**AIM OF THE EXERCISE**
Return all lines of the records that contain the word "trace".

(Saved data entries)
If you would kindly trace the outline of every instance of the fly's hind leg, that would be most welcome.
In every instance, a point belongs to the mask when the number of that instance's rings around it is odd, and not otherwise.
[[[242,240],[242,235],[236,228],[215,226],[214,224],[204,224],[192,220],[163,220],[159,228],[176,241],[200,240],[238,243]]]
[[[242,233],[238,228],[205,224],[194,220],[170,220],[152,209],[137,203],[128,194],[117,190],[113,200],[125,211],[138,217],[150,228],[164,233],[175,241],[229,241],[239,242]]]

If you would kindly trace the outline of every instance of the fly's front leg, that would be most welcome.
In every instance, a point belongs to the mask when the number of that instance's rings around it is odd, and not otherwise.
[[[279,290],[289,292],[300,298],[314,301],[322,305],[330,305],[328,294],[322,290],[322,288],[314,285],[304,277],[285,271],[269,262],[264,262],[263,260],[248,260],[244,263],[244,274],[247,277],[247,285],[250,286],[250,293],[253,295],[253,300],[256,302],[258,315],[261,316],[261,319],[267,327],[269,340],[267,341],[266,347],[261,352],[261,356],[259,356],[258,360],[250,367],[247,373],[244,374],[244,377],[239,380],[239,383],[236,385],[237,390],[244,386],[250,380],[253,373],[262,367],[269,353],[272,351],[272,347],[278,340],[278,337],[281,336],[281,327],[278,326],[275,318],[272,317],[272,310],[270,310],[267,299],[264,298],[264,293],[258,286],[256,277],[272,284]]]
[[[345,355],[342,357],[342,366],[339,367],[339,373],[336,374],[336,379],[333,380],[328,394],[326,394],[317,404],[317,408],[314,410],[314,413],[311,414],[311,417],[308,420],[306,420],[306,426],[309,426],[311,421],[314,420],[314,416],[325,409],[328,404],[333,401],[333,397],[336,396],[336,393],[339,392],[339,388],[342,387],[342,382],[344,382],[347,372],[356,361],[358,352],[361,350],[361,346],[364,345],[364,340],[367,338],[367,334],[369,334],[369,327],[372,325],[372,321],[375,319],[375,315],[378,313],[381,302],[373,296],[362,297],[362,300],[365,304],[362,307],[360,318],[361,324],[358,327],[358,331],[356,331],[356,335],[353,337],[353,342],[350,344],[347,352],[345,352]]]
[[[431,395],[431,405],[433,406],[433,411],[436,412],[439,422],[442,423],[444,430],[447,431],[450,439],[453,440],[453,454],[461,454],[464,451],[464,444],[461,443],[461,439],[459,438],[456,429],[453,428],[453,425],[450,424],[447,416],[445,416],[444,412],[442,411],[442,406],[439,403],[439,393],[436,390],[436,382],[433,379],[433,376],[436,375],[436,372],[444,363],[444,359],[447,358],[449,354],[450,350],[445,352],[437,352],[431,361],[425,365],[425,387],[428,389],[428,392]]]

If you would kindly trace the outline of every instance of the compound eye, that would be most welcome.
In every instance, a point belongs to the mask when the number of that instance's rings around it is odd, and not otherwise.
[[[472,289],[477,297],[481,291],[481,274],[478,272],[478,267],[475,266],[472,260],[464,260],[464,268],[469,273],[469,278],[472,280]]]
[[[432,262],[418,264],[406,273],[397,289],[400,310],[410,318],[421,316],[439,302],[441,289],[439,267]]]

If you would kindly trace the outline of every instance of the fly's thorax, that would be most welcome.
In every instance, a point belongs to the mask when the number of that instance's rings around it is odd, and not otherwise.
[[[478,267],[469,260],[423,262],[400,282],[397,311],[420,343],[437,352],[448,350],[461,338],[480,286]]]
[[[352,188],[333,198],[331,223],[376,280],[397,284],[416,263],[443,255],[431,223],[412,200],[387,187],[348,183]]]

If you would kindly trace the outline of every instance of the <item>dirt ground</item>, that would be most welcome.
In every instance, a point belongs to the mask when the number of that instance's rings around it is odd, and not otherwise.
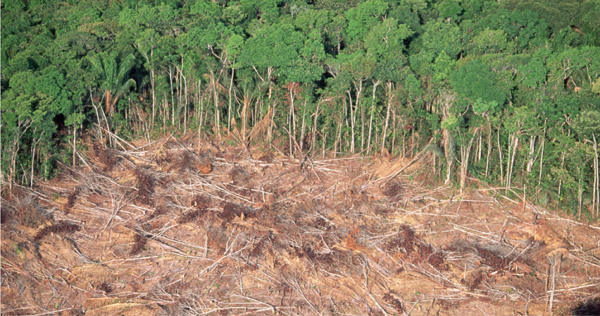
[[[3,186],[2,315],[600,315],[597,224],[432,156],[120,145]]]

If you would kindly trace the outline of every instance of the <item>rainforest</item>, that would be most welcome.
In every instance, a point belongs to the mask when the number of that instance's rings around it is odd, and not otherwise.
[[[429,144],[446,183],[597,217],[599,21],[593,0],[6,1],[2,177],[51,178],[84,135],[236,128],[291,156]]]

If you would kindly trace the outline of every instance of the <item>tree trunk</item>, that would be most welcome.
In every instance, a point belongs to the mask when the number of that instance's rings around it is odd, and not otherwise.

**TASK OUTPUT**
If you would kindly trace the outline of every instance of the fly's hind leg, that would be most welcome.
If you would kindly trace the outline of every instance of the fly's front leg, that would be most welcome.
If you would kindly trace the outline of every instance of the compound eye, that would be most welcome.
If you would kindly trace the outline of every instance of the fly's thorax, that would be most welcome.
If you would kindly trace the outline of every instance of the <item>dirt ground</item>, that would be most welcome.
If you would kindly trace the outline of every instance of the <item>rainforest</item>, that would be most welcome.
If you would kindly trace the outline of every instance of the <item>tree trunk</item>, that would be most welcome.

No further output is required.